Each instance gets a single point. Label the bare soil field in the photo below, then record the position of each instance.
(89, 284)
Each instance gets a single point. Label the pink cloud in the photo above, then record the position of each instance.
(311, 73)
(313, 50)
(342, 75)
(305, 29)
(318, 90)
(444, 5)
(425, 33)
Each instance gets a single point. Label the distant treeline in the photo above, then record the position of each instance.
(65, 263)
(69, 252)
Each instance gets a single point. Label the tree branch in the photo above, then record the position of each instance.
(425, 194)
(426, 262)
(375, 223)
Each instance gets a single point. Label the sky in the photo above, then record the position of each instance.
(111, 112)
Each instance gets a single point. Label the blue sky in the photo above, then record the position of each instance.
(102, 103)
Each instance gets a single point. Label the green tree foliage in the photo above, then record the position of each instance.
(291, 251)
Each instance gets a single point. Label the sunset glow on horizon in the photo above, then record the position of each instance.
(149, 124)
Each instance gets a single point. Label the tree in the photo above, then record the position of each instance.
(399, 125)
—————
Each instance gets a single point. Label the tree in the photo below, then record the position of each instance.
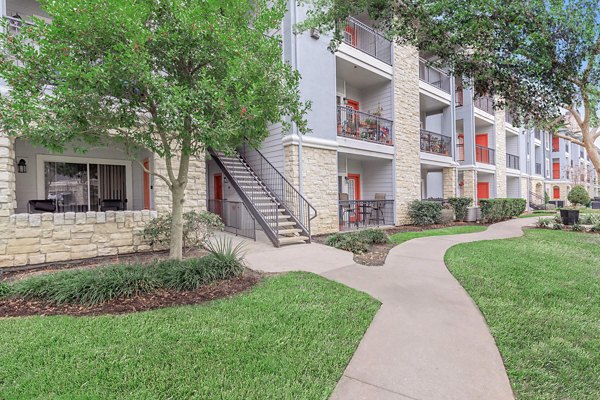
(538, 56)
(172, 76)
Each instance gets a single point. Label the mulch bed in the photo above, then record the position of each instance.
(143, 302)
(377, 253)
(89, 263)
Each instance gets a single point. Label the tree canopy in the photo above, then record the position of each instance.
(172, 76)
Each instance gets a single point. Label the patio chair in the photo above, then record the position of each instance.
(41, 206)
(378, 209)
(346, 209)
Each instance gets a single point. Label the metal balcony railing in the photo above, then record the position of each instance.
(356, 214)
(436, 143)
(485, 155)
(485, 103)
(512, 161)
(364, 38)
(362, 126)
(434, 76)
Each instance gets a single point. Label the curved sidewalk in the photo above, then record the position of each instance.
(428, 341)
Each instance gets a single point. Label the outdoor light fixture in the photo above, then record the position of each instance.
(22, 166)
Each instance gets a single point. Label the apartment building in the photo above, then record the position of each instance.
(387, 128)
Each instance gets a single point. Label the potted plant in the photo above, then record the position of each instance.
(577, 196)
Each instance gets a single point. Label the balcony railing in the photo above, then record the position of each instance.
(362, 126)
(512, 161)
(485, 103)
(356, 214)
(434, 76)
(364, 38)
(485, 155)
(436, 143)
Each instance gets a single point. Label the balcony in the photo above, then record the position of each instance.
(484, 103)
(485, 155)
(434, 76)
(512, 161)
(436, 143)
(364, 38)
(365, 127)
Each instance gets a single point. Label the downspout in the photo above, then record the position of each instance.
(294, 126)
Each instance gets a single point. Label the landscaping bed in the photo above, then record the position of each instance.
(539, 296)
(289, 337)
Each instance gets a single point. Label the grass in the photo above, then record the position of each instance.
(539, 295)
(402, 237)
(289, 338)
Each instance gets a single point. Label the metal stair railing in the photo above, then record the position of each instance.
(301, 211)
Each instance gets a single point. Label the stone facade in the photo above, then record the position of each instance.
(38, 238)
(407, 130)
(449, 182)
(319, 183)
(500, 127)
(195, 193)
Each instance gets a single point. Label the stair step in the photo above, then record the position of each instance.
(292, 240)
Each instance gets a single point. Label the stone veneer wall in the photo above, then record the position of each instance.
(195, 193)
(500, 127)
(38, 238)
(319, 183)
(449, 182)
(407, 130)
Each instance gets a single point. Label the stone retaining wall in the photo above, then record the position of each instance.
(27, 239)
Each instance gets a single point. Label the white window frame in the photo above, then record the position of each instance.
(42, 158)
—————
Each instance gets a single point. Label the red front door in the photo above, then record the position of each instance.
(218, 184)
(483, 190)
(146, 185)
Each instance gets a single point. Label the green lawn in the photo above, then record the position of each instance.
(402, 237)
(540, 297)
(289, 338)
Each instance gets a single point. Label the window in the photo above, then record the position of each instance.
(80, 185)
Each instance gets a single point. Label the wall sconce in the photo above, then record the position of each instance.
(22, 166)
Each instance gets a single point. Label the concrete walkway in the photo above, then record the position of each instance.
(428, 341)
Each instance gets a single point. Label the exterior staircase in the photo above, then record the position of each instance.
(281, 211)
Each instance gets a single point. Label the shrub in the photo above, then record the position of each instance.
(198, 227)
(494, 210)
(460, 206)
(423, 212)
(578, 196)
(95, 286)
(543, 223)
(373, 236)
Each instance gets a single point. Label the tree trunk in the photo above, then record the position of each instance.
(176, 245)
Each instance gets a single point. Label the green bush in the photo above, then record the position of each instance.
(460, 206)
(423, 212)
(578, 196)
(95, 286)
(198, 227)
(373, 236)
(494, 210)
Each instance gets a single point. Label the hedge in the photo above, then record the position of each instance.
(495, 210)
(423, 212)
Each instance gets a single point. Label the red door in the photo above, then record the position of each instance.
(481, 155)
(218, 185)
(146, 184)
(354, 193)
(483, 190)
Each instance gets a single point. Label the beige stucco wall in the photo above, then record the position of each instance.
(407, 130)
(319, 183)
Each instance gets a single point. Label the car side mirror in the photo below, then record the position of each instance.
—————
* GOAL: Retype the items word for word, beginning at the line that contains "Each instance gets a single point. Label the beige" and stopping after the line that contains "Each instance gets a single point. Label the car".

* RESPONSE TO THIS TASK:
Each instance gets a single point. Label the beige stucco wall in the photo above, then record the position of each instance.
(407, 130)
(319, 183)
Each instance gets a single point. Label the car side mirror in the photo below, then record the position of each instance.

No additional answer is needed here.